● **Given problem**
Copy the records below word for word, from the line containing "guitar neck --return=outline" through the line containing "[[[18,19],[21,5],[24,0],[11,0],[6,15],[0,18],[0,41],[12,25]]]", including both of those lines. Leave the pictures out of your copy.

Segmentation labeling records
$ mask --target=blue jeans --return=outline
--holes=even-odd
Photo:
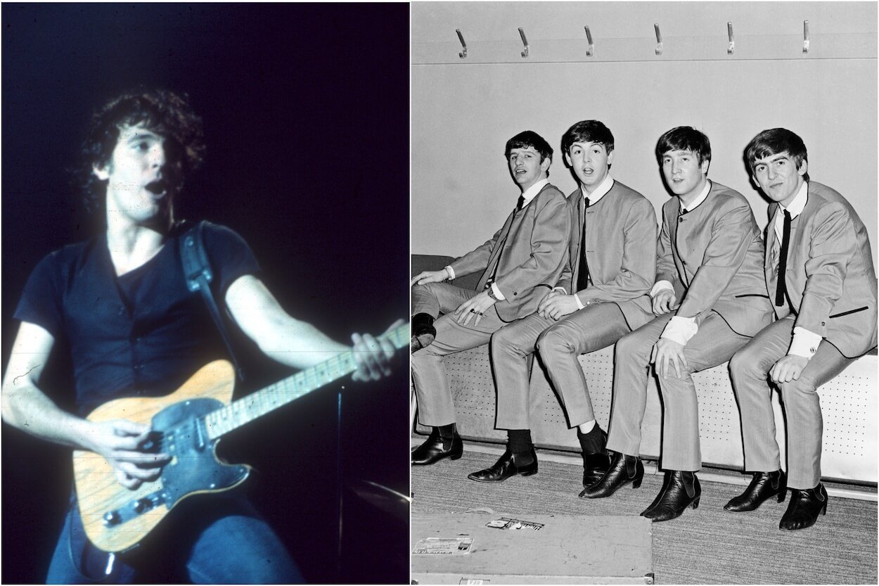
[[[194,583],[303,582],[280,539],[245,498],[200,496],[178,508],[142,546],[111,562],[88,543],[74,500],[47,583],[175,582],[187,577]]]

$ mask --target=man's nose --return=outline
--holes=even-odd
[[[149,165],[152,167],[162,167],[165,164],[164,147],[156,144],[149,150]]]

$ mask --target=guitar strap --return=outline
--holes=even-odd
[[[220,314],[220,308],[217,306],[214,293],[211,291],[210,282],[214,279],[214,273],[211,270],[210,261],[207,260],[207,253],[205,252],[205,241],[202,237],[202,231],[205,220],[185,228],[185,231],[178,239],[180,248],[180,261],[183,263],[183,274],[186,278],[186,287],[193,293],[198,291],[207,305],[207,311],[220,330],[226,348],[229,348],[229,355],[232,356],[232,363],[235,364],[235,372],[238,376],[239,381],[244,380],[244,371],[241,368],[241,363],[235,356],[235,350],[232,348],[232,339],[229,337],[229,330],[222,317]]]

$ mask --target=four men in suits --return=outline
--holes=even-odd
[[[753,480],[725,509],[753,510],[774,496],[781,502],[790,487],[791,502],[780,527],[810,526],[827,503],[820,483],[822,419],[816,391],[876,344],[875,275],[867,231],[857,214],[839,194],[809,181],[806,149],[796,135],[783,128],[766,130],[745,151],[755,184],[773,201],[764,240],[747,201],[708,179],[708,137],[679,127],[663,135],[656,150],[666,187],[675,197],[663,206],[662,229],[654,245],[651,205],[609,175],[610,131],[595,121],[578,122],[565,133],[562,144],[580,185],[569,196],[567,214],[560,214],[568,221],[554,226],[563,231],[565,223],[570,235],[563,240],[566,247],[557,238],[552,239],[565,249],[564,269],[548,274],[545,290],[515,311],[506,306],[505,315],[500,304],[493,306],[497,295],[454,294],[451,286],[439,283],[413,291],[415,311],[424,311],[413,317],[413,348],[431,341],[432,318],[439,311],[457,306],[454,319],[447,315],[437,321],[437,341],[412,357],[422,422],[454,421],[444,378],[436,385],[441,392],[430,396],[425,392],[428,380],[441,378],[432,372],[439,356],[490,338],[497,427],[508,430],[510,441],[495,465],[469,478],[499,481],[535,472],[528,376],[529,357],[536,348],[569,422],[578,428],[585,466],[580,496],[606,497],[626,484],[641,484],[641,422],[652,365],[664,404],[661,466],[666,474],[642,515],[664,521],[680,516],[688,506],[695,509],[700,500],[695,475],[701,466],[699,417],[691,374],[730,361],[741,409],[745,469],[753,472]],[[511,158],[511,172],[515,169]],[[423,273],[413,282],[454,278],[459,268],[484,269],[479,289],[485,284],[486,290],[505,293],[491,283],[505,274],[495,267],[498,256],[504,256],[498,249],[511,245],[508,229],[516,213],[483,246],[445,271]],[[548,283],[555,283],[551,291]],[[475,323],[468,326],[471,317]],[[469,333],[480,319],[481,334]],[[461,335],[461,329],[468,334]],[[469,345],[437,344],[448,337]],[[609,436],[605,436],[595,423],[577,357],[617,340],[614,410]],[[784,401],[789,477],[781,466],[767,379]],[[413,452],[413,464],[460,457],[454,424],[443,429],[434,428],[427,443]],[[612,454],[609,465],[606,440]]]
[[[579,184],[568,196],[573,228],[565,251],[568,262],[536,312],[491,337],[497,427],[507,429],[509,443],[495,465],[469,475],[474,480],[504,480],[536,462],[528,420],[529,356],[535,347],[570,425],[578,427],[584,484],[592,484],[607,468],[607,435],[595,422],[577,358],[644,323],[640,311],[624,313],[620,304],[645,295],[653,284],[656,213],[641,194],[611,177],[614,135],[603,123],[574,124],[562,137],[562,149]]]
[[[498,330],[534,313],[564,269],[570,215],[564,195],[549,183],[552,152],[530,130],[507,141],[505,156],[521,194],[503,227],[443,270],[412,279],[412,380],[418,420],[433,428],[412,452],[413,465],[461,458],[443,356],[484,344]],[[443,282],[476,272],[482,272],[476,290]]]
[[[788,419],[781,529],[812,525],[827,509],[821,484],[821,406],[816,391],[876,345],[876,277],[861,218],[846,199],[809,179],[806,146],[790,130],[757,135],[745,149],[767,198],[766,282],[778,319],[730,363],[742,414],[745,470],[753,480],[724,507],[753,510],[785,495],[769,383]]]

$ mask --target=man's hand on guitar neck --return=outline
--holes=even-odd
[[[124,419],[91,422],[84,443],[113,466],[120,485],[134,490],[157,479],[171,461],[152,446],[149,431],[148,425]]]
[[[385,333],[403,323],[403,319],[397,319],[385,330]],[[354,360],[357,362],[357,370],[352,377],[353,380],[366,382],[390,375],[389,362],[394,356],[394,345],[383,335],[375,338],[368,333],[351,334],[351,340],[354,342]]]

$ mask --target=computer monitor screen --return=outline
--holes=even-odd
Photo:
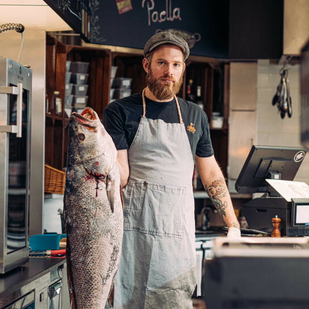
[[[263,193],[265,179],[293,180],[306,154],[301,147],[253,145],[235,183],[236,191]]]
[[[309,226],[309,199],[292,199],[292,223],[294,226]]]

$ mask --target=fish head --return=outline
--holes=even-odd
[[[117,150],[96,113],[86,107],[72,113],[69,126],[68,168],[83,167],[86,172],[104,178],[116,164]]]

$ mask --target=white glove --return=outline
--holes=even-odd
[[[233,237],[234,238],[240,238],[240,230],[233,226],[229,228],[226,237]]]

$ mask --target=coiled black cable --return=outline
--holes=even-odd
[[[25,30],[25,27],[21,23],[6,23],[0,25],[0,33],[9,30],[16,30],[21,33]]]

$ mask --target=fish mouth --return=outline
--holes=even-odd
[[[71,117],[88,129],[93,129],[98,126],[96,116],[95,112],[91,108],[86,107],[80,114],[73,112]]]

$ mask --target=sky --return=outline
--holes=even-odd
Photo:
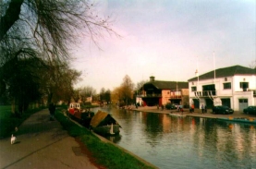
[[[99,46],[82,39],[71,66],[82,72],[76,87],[113,91],[128,75],[141,80],[188,81],[215,68],[256,63],[254,0],[98,0],[121,37]]]

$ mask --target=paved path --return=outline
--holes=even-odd
[[[49,120],[47,109],[32,115],[15,135],[16,144],[10,138],[0,140],[0,168],[97,169],[59,122]]]

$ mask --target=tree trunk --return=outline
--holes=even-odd
[[[18,19],[21,5],[24,0],[11,0],[6,15],[0,18],[0,41],[12,25]]]

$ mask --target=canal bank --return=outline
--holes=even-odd
[[[157,108],[157,106],[141,106],[136,108],[135,106],[132,106],[130,110],[138,111],[138,112],[149,112],[149,113],[158,113],[158,114],[177,114],[181,115],[181,112],[178,112],[177,110],[167,110],[161,108]],[[234,114],[231,115],[214,115],[212,114],[212,110],[208,109],[207,113],[202,114],[201,110],[195,109],[194,113],[189,113],[189,109],[184,109],[183,115],[186,115],[187,116],[198,116],[198,117],[204,117],[204,118],[223,118],[223,117],[232,117],[232,118],[249,118],[249,117],[256,117],[253,115],[246,115],[243,114],[243,112],[235,111]]]

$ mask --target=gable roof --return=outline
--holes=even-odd
[[[177,89],[189,89],[189,82],[187,81],[160,81],[154,80],[147,82],[143,85],[146,87],[148,85],[153,85],[158,90],[176,90]]]
[[[233,77],[235,75],[256,75],[256,69],[241,66],[233,66],[228,67],[218,68],[215,70],[215,78]],[[199,76],[199,79],[211,79],[214,78],[214,70]],[[188,81],[196,81],[198,77],[192,78]]]

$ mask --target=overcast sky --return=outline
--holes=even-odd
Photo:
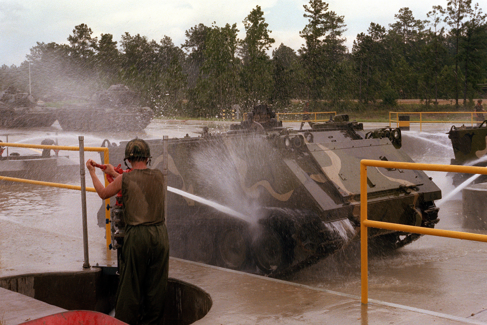
[[[416,19],[426,19],[433,5],[447,6],[447,0],[384,0],[325,1],[329,10],[345,17],[346,45],[351,51],[357,34],[366,33],[371,22],[387,28],[395,21],[394,15],[408,7]],[[475,3],[475,0],[472,1]],[[482,3],[482,2],[484,2]],[[479,1],[485,10],[487,0]],[[242,21],[256,5],[261,6],[265,21],[276,40],[295,50],[301,47],[299,32],[308,21],[303,17],[302,0],[0,0],[0,65],[19,65],[26,59],[36,42],[67,44],[75,26],[86,24],[92,36],[110,34],[120,41],[127,32],[159,42],[164,35],[177,46],[184,43],[185,31],[200,23],[222,27],[237,23],[239,37],[244,36]]]

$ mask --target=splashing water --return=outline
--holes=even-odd
[[[448,151],[452,151],[453,149],[451,148],[451,145],[448,145],[444,143],[442,143],[440,141],[438,140],[435,140],[432,139],[430,139],[426,136],[423,136],[421,134],[418,134],[415,132],[409,131],[409,132],[404,132],[405,135],[407,135],[411,138],[414,138],[417,140],[422,140],[423,141],[425,141],[426,142],[429,142],[431,144],[434,144],[435,146],[437,147],[440,147],[443,149],[445,149]],[[434,134],[435,136],[438,136],[438,134]]]
[[[203,203],[205,205],[207,205],[208,206],[214,208],[219,211],[223,212],[224,213],[225,213],[230,216],[232,216],[232,217],[239,218],[244,221],[248,221],[248,220],[250,218],[248,216],[245,216],[245,215],[241,214],[240,212],[237,212],[234,210],[230,209],[228,207],[222,205],[220,204],[216,203],[216,202],[206,199],[200,198],[200,197],[196,196],[194,194],[188,193],[187,192],[185,192],[184,191],[181,191],[179,189],[174,188],[174,187],[171,187],[171,186],[168,186],[168,190],[170,191],[173,193],[182,195],[186,198],[187,198],[188,199],[191,199],[196,201],[197,202],[199,202],[200,203]]]
[[[336,234],[346,241],[350,239],[356,232],[350,220],[347,218],[324,223],[324,225],[331,232]]]
[[[470,183],[471,183],[472,181],[477,179],[477,178],[481,175],[481,174],[475,174],[475,175],[469,177],[468,180],[467,180],[467,181],[465,181],[463,182],[459,185],[457,186],[456,188],[455,188],[454,190],[450,192],[448,194],[448,195],[442,198],[441,199],[436,201],[436,206],[439,207],[443,203],[451,199],[451,198],[454,195],[455,195],[455,194],[459,192],[460,191],[463,190],[464,188],[465,188],[466,186],[470,184]]]

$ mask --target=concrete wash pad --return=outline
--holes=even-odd
[[[169,267],[169,311],[166,310],[165,324],[487,324],[372,299],[368,305],[364,305],[359,297],[351,295],[172,257]],[[92,310],[103,307],[113,299],[110,291],[114,287],[111,289],[106,281],[99,281],[97,277],[101,273],[94,267],[84,271],[0,278],[1,287],[10,286],[10,289],[27,295],[0,289],[0,314],[3,315],[4,325],[16,325],[71,309],[29,295],[42,296],[44,301],[57,301],[58,305],[65,306],[69,306],[70,300],[82,302],[72,303],[71,307],[75,308],[76,303],[89,305]],[[44,288],[40,284],[43,282],[36,280],[36,276],[49,279],[43,281]],[[56,277],[58,280],[64,279],[62,285],[54,280]],[[50,289],[45,287],[49,283]],[[45,294],[46,290],[56,286],[62,296]],[[36,295],[36,289],[44,293]],[[67,292],[71,294],[66,295]]]

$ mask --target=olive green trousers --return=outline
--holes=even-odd
[[[164,312],[169,269],[166,225],[126,226],[121,250],[115,317],[131,325],[157,325]]]

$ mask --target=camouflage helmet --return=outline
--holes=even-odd
[[[127,143],[125,146],[125,158],[124,158],[124,161],[126,159],[136,157],[151,158],[149,145],[142,139],[138,138],[133,139]]]

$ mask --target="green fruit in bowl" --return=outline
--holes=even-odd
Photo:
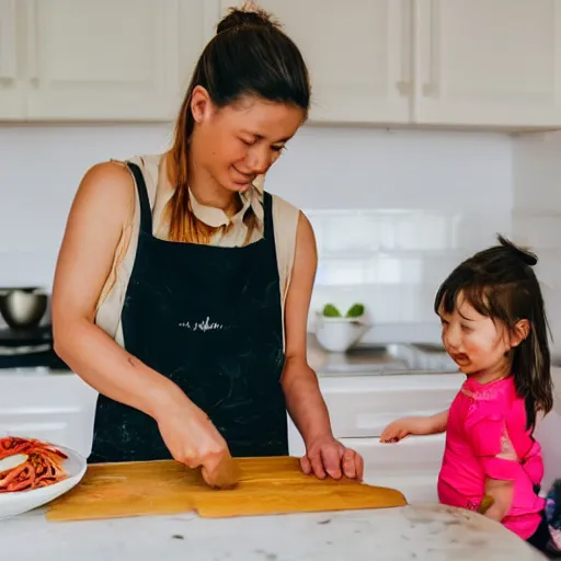
[[[322,313],[327,318],[341,318],[341,312],[332,304],[327,304]]]
[[[364,306],[362,304],[354,304],[348,308],[346,318],[360,318],[364,316]]]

● **Expected output**
$ mask --target=man's hand on guitar neck --return=outline
--holes=even-odd
[[[124,419],[91,422],[84,443],[113,466],[120,485],[134,490],[157,479],[171,461],[152,446],[149,431],[148,425]]]
[[[385,333],[403,323],[403,319],[397,319],[385,330]],[[354,360],[357,362],[357,370],[352,377],[353,380],[366,382],[390,375],[389,362],[394,356],[394,345],[383,335],[375,338],[368,333],[351,334],[351,340],[354,342]]]

$ mask --target=computer monitor screen --return=outline
--holes=even-odd
Photo:
[[[263,193],[265,179],[293,180],[306,154],[301,147],[253,145],[235,183],[236,191]]]
[[[309,226],[309,199],[292,199],[292,223],[294,226]]]

$ mask --target=fish head --return=outline
--holes=even-odd
[[[117,150],[96,113],[86,107],[72,113],[69,126],[68,168],[83,167],[86,172],[104,178],[116,164]]]

$ mask --target=white glove --return=outline
--holes=even-odd
[[[233,237],[234,238],[240,238],[240,230],[233,226],[229,228],[226,237]]]

$ mask --target=coiled black cable --return=outline
--holes=even-odd
[[[25,30],[25,27],[21,23],[6,23],[0,25],[0,33],[9,30],[16,30],[21,33]]]

$ mask --target=fish mouth --return=outline
--holes=even-odd
[[[71,117],[88,129],[93,129],[98,126],[96,116],[95,112],[91,108],[86,107],[80,114],[73,112]]]

$ mask --target=sky --return=outline
--holes=even-odd
Photo:
[[[99,46],[82,39],[71,66],[82,72],[76,87],[113,91],[128,75],[141,80],[188,81],[215,68],[256,63],[254,0],[98,0],[121,37]]]

$ mask --target=paved path --return=outline
--holes=even-odd
[[[49,120],[47,109],[32,115],[15,135],[16,144],[10,138],[0,140],[0,168],[97,169],[59,122]]]

$ mask --target=tree trunk --return=outline
--holes=even-odd
[[[18,19],[21,5],[24,0],[11,0],[6,15],[0,18],[0,41],[12,25]]]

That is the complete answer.